- Activity
In your copy, leave out the pictures and repeat the entries below exactly.

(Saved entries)
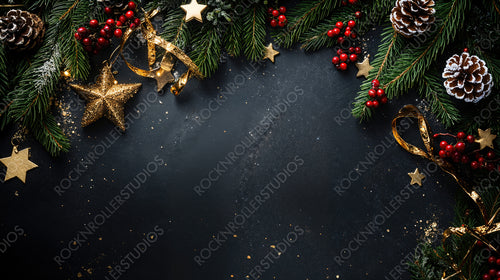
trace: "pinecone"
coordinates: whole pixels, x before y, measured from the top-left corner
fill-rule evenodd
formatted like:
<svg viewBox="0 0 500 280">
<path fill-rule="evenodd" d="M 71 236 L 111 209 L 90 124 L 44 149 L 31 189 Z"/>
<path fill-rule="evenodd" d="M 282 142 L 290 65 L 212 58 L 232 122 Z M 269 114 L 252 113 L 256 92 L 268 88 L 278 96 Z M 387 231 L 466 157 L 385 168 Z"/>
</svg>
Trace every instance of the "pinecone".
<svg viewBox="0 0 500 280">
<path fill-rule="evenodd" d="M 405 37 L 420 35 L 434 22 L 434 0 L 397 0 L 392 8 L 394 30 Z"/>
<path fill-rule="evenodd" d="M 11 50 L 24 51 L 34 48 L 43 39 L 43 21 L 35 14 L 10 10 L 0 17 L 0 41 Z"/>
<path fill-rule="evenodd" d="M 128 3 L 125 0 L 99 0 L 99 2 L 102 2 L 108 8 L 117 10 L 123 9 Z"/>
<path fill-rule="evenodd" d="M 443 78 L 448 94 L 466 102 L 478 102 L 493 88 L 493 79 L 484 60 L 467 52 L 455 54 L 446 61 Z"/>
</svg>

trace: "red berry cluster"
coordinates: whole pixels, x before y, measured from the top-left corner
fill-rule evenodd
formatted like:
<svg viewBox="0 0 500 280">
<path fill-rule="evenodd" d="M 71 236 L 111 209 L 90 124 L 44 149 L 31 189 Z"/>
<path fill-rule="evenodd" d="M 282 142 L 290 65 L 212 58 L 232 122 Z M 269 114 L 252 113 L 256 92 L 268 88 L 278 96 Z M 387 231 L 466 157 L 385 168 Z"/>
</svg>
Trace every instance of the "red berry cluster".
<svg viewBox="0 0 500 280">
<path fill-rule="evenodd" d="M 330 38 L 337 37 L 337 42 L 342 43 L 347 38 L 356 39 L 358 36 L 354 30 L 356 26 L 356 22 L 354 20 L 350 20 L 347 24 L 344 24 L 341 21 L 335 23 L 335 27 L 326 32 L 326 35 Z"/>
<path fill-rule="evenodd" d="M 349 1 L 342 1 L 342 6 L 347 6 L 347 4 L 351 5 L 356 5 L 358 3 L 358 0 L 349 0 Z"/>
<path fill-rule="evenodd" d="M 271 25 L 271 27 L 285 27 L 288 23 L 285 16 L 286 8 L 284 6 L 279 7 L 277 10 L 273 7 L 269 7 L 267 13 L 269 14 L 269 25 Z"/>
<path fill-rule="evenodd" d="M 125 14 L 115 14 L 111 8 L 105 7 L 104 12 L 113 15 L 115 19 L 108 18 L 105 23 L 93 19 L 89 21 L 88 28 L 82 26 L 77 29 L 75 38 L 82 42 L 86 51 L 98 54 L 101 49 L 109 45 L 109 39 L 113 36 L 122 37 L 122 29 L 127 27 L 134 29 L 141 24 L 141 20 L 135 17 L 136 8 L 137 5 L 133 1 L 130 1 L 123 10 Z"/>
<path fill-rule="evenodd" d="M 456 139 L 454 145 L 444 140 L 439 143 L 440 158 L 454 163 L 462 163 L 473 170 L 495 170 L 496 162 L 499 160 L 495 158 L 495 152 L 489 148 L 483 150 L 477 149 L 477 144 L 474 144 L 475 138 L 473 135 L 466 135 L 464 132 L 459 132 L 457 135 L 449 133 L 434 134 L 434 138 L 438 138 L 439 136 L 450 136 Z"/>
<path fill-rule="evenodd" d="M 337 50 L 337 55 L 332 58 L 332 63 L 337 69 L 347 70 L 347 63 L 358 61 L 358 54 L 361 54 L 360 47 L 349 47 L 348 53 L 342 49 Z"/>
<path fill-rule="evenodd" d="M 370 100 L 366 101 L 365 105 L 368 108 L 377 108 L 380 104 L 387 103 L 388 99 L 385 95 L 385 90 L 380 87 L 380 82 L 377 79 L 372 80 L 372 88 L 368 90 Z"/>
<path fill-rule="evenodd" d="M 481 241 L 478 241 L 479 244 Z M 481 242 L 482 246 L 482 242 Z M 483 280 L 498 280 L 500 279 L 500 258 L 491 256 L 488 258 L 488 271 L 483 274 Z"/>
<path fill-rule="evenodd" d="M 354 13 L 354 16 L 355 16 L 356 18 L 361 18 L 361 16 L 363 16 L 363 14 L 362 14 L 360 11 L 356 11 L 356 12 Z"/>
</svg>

- Output below
trace: "pinecone"
coordinates: whole pixels, x before y, measured from the top-left corner
fill-rule evenodd
formatted like:
<svg viewBox="0 0 500 280">
<path fill-rule="evenodd" d="M 71 236 L 111 209 L 90 124 L 44 149 L 31 189 Z"/>
<path fill-rule="evenodd" d="M 282 142 L 290 65 L 212 58 L 232 122 Z M 269 114 L 252 113 L 256 92 L 268 88 L 278 96 Z M 387 231 L 466 157 L 385 168 Z"/>
</svg>
Trace every instance of the "pinecone".
<svg viewBox="0 0 500 280">
<path fill-rule="evenodd" d="M 405 37 L 420 35 L 434 22 L 434 0 L 397 0 L 392 8 L 394 30 Z"/>
<path fill-rule="evenodd" d="M 11 50 L 24 51 L 34 48 L 43 39 L 43 21 L 35 14 L 10 10 L 0 17 L 0 41 Z"/>
<path fill-rule="evenodd" d="M 128 3 L 125 0 L 99 0 L 99 2 L 102 2 L 108 8 L 117 10 L 123 9 Z"/>
<path fill-rule="evenodd" d="M 443 78 L 448 94 L 466 102 L 478 102 L 493 88 L 493 79 L 484 60 L 467 52 L 455 54 L 446 61 Z"/>
</svg>

trace: "red berry cluster"
coordinates: whole pixels, x before y, measured from the top-left corner
fill-rule evenodd
formatted like:
<svg viewBox="0 0 500 280">
<path fill-rule="evenodd" d="M 71 236 L 111 209 L 90 124 L 44 149 L 31 189 Z"/>
<path fill-rule="evenodd" d="M 282 142 L 290 65 L 212 58 L 232 122 Z M 269 114 L 252 113 L 256 92 L 268 88 L 278 96 Z M 387 231 L 466 157 L 385 168 Z"/>
</svg>
Trace every instance of the "red berry cluster".
<svg viewBox="0 0 500 280">
<path fill-rule="evenodd" d="M 330 38 L 337 37 L 337 42 L 342 43 L 347 38 L 356 39 L 358 36 L 354 30 L 356 26 L 356 22 L 354 20 L 350 20 L 347 24 L 344 24 L 341 21 L 335 23 L 335 27 L 326 32 L 326 35 Z"/>
<path fill-rule="evenodd" d="M 349 1 L 342 1 L 342 6 L 347 6 L 347 4 L 351 5 L 356 5 L 358 3 L 358 0 L 349 0 Z"/>
<path fill-rule="evenodd" d="M 271 25 L 271 27 L 285 27 L 288 23 L 285 16 L 286 8 L 284 6 L 279 7 L 277 10 L 273 7 L 269 7 L 267 13 L 269 14 L 269 25 Z"/>
<path fill-rule="evenodd" d="M 125 14 L 115 14 L 111 8 L 105 7 L 104 12 L 113 15 L 115 19 L 108 18 L 105 23 L 93 19 L 89 21 L 88 28 L 82 26 L 77 29 L 75 38 L 82 42 L 86 51 L 98 54 L 101 49 L 109 45 L 109 39 L 113 36 L 122 37 L 122 29 L 127 27 L 134 29 L 141 24 L 141 20 L 135 17 L 136 8 L 137 5 L 133 1 L 130 1 L 123 10 Z"/>
<path fill-rule="evenodd" d="M 456 139 L 454 145 L 444 140 L 439 143 L 440 158 L 454 163 L 462 163 L 473 170 L 495 170 L 496 162 L 499 160 L 495 158 L 495 152 L 489 148 L 483 150 L 477 149 L 477 144 L 474 144 L 475 138 L 473 135 L 466 135 L 464 132 L 459 132 L 457 135 L 449 133 L 434 134 L 434 138 L 438 138 L 439 136 L 450 136 Z"/>
<path fill-rule="evenodd" d="M 337 50 L 337 55 L 332 58 L 332 63 L 337 69 L 347 70 L 347 63 L 358 61 L 358 54 L 361 54 L 360 47 L 349 47 L 348 53 L 342 49 Z"/>
<path fill-rule="evenodd" d="M 370 100 L 366 101 L 365 105 L 368 108 L 377 108 L 380 104 L 387 103 L 388 99 L 385 95 L 385 90 L 380 87 L 380 82 L 377 79 L 372 80 L 372 88 L 368 90 Z"/>
<path fill-rule="evenodd" d="M 481 241 L 478 241 L 479 244 Z M 481 242 L 482 246 L 482 242 Z M 483 280 L 498 280 L 500 279 L 500 258 L 491 256 L 488 258 L 488 271 L 483 274 Z"/>
<path fill-rule="evenodd" d="M 354 13 L 354 16 L 355 16 L 356 18 L 361 18 L 361 16 L 363 16 L 363 14 L 362 14 L 360 11 L 356 11 L 356 12 Z"/>
</svg>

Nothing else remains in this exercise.